Work request A:
Reproduce the movie-series passage from "Now it feels" up to and including "of its antics.", swapping "audiences" for "viewers".
Work request B:
List the actions the movie-series passage says "we all" do while the bureaucrats lock everything down.
Work request C:
Carry on writing the movie-series passage from the point where it stops.

Text segment:
[Start of Attachment]

The Virus is like a bad movie series that just refuses to die.  There was a controversial but impactful first release that everyone was talking about, even if they didn’t see it.  Then there was the lackluster sequel, which still enjoyed some popular support, even though ticket sales were down.

Now it feels like we’re on the tired third film, which is a watered-down, ineffectual finale (one hopes) to a premise that is played out.  Sure, critics love it, but audiences are tired of its antics.

What still seems to make it into the script of every one of these films is the part where the government bureaucrats lock everything down and release a bunch of ghosts into Manhattan (uh, wait, what?).  Meanwhile, we all kind of sit by and twiddle our thumbs and put our masks on dutifully.

[End of Attachment]

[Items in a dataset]
[Start of Attachment]

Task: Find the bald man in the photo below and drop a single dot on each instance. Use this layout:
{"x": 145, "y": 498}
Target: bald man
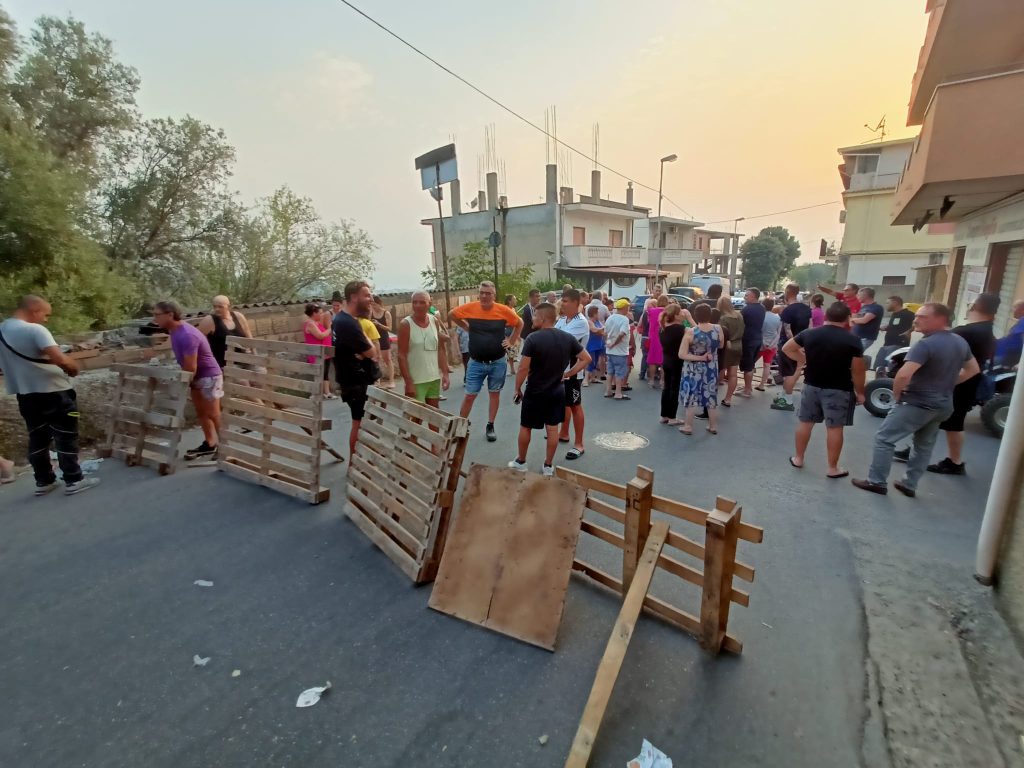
{"x": 220, "y": 324}
{"x": 39, "y": 374}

[End of Attachment]

Task response A:
Now it feels like we’re on the tired third film, which is a watered-down, ineffectual finale (one hopes) to a premise that is played out.  Sure, critics love it, but viewers are tired of its antics.

Task response B:
- sit by
- twiddle our thumbs
- put our masks on dutifully

Task response C:
What happened to the band of merry wastrels who tossed tea into Boston Harbor, rather than comply with an odious monopolization of the tea trade?  Or the plucky scofflaws who made it impossible to enforce the Stamp Act?  I’d rather disguise myself as an Indian (feather, not dot) and caffeinate the water supply than put a mask on again (but that would be cultural appropriation, of course).

In short, why don’t we get a backbone, instead of cowering behind masks and locking ourselves indoors?  We’re literally cowering before an invisible enemy with a 99%+ survival rate.

Well, liberty is never easy.  Better to stay inside watching movies and disconnecting from reality, eh?